> **Given exercise 1**
Can you format the records as a JSON list of strings, one per line and leaving out blank lines, starting with the line with "Could you kindly segment every instance of the forested" and going on through the line with "116], [77, 105]]"?

> **Document passage**
START
What will be the Next Big Thing? It's likely to be digital video delivery, also known as video on demand or digital streaming. Bob VanDerWege, a media coordinator for Kenai Peninsula Borough School District in Soldotna, AK, says that he is curious to "see where digital streaming goes, and how quickly." Digital streaming is not a brand-new technology, but it has not yet been used in most K–12 schools. Many librarians plan to use digital streaming alongside conventional DVDs. Wendy Sellers, an educational specialist for library information services with the Henrico County (VA) Public Schools, says that her district is thinking of purchasing DVDs to meet some of its anticipated video needs, such as the theatrical movies and plays used in literature classes or the History Channel programs used to introduce curriculum units. But for most science and math classes, Sellers says, teachers prefer short video segments or "clips."

Digital delivery enables video programs to be broadcast over a school's local area network from a centrally located server to one or more classrooms in the school. But since the amount of disk space required to store digital video is huge—individual video programs require about two megabytes per minute of storage space—schools will need to attach multi-gigabyte hard drives to their video servers. Digital delivery vendors now offer Web-based services that let teachers and students download video programming and watch it in the QuickTime or Windows Media Player formats.

United Streaming, one of these vendors, offers schools access to 20,000 downloadable educational video clips—most of them two to 10 minutes long—cataloged on the site by topic (such as geometry or weather), state standards, and grade level. (To see the service in action, visit www.unitedstreaming.com/information.)
END
> **Items**
START
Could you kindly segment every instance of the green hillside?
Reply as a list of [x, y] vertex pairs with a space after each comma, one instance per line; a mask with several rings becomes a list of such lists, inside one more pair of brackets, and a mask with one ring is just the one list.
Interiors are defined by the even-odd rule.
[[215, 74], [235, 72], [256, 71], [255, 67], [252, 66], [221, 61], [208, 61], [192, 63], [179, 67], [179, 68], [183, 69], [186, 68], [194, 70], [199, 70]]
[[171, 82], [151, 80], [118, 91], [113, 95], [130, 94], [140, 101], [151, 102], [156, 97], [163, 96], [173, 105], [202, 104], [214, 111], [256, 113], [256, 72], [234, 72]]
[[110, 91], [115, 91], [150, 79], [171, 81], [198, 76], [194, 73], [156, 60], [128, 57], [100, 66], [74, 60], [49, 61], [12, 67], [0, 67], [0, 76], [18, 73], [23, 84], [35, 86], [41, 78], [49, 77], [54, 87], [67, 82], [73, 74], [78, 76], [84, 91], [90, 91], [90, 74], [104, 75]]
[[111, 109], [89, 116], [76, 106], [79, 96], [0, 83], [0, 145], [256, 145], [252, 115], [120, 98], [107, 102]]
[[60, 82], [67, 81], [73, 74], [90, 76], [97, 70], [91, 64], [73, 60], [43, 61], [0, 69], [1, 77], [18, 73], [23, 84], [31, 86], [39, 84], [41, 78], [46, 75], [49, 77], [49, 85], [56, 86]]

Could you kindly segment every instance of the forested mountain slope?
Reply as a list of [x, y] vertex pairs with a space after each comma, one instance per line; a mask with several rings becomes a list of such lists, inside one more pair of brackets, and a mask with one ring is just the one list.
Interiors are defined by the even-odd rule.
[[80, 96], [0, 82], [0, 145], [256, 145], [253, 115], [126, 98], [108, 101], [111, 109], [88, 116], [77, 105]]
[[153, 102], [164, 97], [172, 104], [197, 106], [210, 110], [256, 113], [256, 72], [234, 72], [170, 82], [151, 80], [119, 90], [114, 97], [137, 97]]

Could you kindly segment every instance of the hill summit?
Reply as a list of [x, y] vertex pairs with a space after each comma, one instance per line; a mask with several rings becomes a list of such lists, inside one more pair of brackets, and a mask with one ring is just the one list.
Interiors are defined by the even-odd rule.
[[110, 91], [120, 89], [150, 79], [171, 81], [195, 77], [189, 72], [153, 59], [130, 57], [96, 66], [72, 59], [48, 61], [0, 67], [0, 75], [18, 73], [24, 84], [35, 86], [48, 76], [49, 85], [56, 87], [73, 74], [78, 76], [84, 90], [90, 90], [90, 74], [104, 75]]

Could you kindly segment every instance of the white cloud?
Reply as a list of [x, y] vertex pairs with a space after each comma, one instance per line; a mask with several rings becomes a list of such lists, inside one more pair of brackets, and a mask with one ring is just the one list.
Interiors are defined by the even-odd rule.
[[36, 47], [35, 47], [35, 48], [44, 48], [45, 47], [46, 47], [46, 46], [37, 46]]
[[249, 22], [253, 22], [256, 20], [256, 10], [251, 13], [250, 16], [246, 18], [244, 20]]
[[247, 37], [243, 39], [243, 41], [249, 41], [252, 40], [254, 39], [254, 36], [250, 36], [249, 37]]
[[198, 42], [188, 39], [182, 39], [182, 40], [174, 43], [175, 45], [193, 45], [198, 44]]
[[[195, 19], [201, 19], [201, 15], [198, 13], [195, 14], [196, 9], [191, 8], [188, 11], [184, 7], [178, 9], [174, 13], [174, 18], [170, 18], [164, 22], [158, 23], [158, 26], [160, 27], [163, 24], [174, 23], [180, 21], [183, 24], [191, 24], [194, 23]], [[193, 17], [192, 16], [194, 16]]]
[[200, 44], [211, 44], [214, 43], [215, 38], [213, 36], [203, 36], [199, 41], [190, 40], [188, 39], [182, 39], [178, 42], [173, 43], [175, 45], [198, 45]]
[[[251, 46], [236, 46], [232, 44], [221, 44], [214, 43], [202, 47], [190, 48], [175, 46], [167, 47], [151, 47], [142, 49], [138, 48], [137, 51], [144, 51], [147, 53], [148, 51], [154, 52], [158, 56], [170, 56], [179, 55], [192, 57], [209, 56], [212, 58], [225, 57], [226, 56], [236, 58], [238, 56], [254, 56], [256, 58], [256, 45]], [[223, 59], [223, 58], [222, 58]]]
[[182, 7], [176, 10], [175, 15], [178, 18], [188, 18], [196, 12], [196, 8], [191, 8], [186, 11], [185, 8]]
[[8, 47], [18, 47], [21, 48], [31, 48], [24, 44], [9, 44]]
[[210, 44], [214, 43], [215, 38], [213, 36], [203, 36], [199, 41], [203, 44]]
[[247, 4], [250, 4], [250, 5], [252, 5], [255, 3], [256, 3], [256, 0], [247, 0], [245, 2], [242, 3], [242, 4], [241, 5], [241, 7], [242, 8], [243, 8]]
END
> **Given exercise 2**
In the passage on digital video delivery, by what criteria does United Streaming catalog its video clips on its site?

> **Worked answer 1**
[
  "Could you kindly segment every instance of the forested mountain slope?",
  "Reply as a list of [x, y] vertex pairs with a space after each comma, one instance per line; a mask with several rings becomes a list of such lists, inside one more pair of brackets, and a mask with one ring is just the one list.",
  "Interiors are defined by the even-odd rule.",
  "[[80, 96], [0, 82], [0, 145], [256, 145], [253, 115], [126, 98], [108, 101], [111, 109], [88, 116], [77, 105]]"
]

> **Worked answer 2**
- Topic
- State standards
- Grade level